How to Get Bryce into a Bad Mood: A Recipe

Generally speaking, I’m a fairly even sort of a fellow. I don’t lose my temper very often, though it certainly can happen from time to time. One such instance happened on Saturday, as a number of factors came together to get me into one of the worst moods I’ve been in in quite some time. How did it happen?

First off, it almost always happens when I’m under some sort of outside stress. Saturday, a whole slew of factors had lined up to make the situation as trying as possible. Tomas had to go to a cross country meet at 8:15, but the rest of us needed to leave at 8:00 to make it to the Ellsworth area for an all-day retreat. We had to be all packed before we left, since we’d be heading down to Worcester to stay the night. We’d planned things out ahead of time as best we could, but it was all going to be pretty tight, and I knew there’d be a whole lot of driving involved. (2 hours to Ellsworth, maybe 2 hours back home, then 4 hours or so down to Worcester, depending on traffic. And that was just driving time.)

Make sure to add in uncertainty, too. I don’t handle last minute changes well. I’m the sort of person who really likes to know what I’m going to be facing each day. Give me a good agenda, an organized To Do list, and clear expectations, and I can get a whole ton of things accomplished. I think fine on my toes in the heat of the moment, but when I have time to really worry about any uncertainty, I struggle. (I’m the sort of person who stresses out about silly things like “how will I get all this luggage off the plane” while I’m sitting on the plane waiting to get off. Known uncertainty makes me worried. I don’t know why.)

▶ [Set task 1] Render everything from the row containing "In the photo above, each instance of the sky" down to the end of the rows as a two-column CSV with the header text,answer. Each CSV line pairs one row's text with all of its answer points, with every field quoted and line breaks turned into spaces.

▶ [Data supplied]
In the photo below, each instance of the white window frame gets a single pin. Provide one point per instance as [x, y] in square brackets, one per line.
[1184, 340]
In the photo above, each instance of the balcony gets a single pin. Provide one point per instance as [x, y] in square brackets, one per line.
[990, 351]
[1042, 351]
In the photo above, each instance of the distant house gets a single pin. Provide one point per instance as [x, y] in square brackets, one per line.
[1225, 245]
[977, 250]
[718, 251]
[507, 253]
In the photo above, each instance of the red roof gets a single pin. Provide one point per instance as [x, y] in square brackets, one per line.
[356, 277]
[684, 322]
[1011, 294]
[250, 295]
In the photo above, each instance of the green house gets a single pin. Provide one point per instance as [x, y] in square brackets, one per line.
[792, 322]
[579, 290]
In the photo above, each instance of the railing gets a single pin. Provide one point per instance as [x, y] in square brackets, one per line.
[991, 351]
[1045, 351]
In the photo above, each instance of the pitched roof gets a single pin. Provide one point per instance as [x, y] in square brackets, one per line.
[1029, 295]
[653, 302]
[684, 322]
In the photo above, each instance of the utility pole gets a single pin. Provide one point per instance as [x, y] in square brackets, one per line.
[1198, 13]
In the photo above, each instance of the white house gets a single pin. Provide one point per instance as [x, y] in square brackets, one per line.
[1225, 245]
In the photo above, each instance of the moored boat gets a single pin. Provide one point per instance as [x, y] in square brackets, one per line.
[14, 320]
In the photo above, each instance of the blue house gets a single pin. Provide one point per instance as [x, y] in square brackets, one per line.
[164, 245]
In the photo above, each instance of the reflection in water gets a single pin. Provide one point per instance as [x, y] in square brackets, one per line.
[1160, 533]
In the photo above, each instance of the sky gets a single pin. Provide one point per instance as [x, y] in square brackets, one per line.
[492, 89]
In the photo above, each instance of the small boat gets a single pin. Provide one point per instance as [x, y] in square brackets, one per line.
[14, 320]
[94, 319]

▶ [Set task 2] Reproduce everything from "How to Get Bryce" down to "did it happen?" in the bad-mood post, switching "Saturday" to "Sunday".

▶ [Task solution 1]
text,answer
"In the photo above, each instance of the sky gets a single pin. Provide one point per instance as [x, y] in square brackets, one per line.","[492, 89]"
"In the photo above, each instance of the small boat gets a single pin. Provide one point per instance as [x, y] in square brackets, one per line.","[14, 320] [94, 319]"

▶ [Task solution 2]
How to Get Bryce into a Bad Mood: A Recipe

Generally speaking, I’m a fairly even sort of a fellow. I don’t lose my temper very often, though it certainly can happen from time to time. One such instance happened on Sunday, as a number of factors came together to get me into one of the worst moods I’ve been in in quite some time. How did it happen?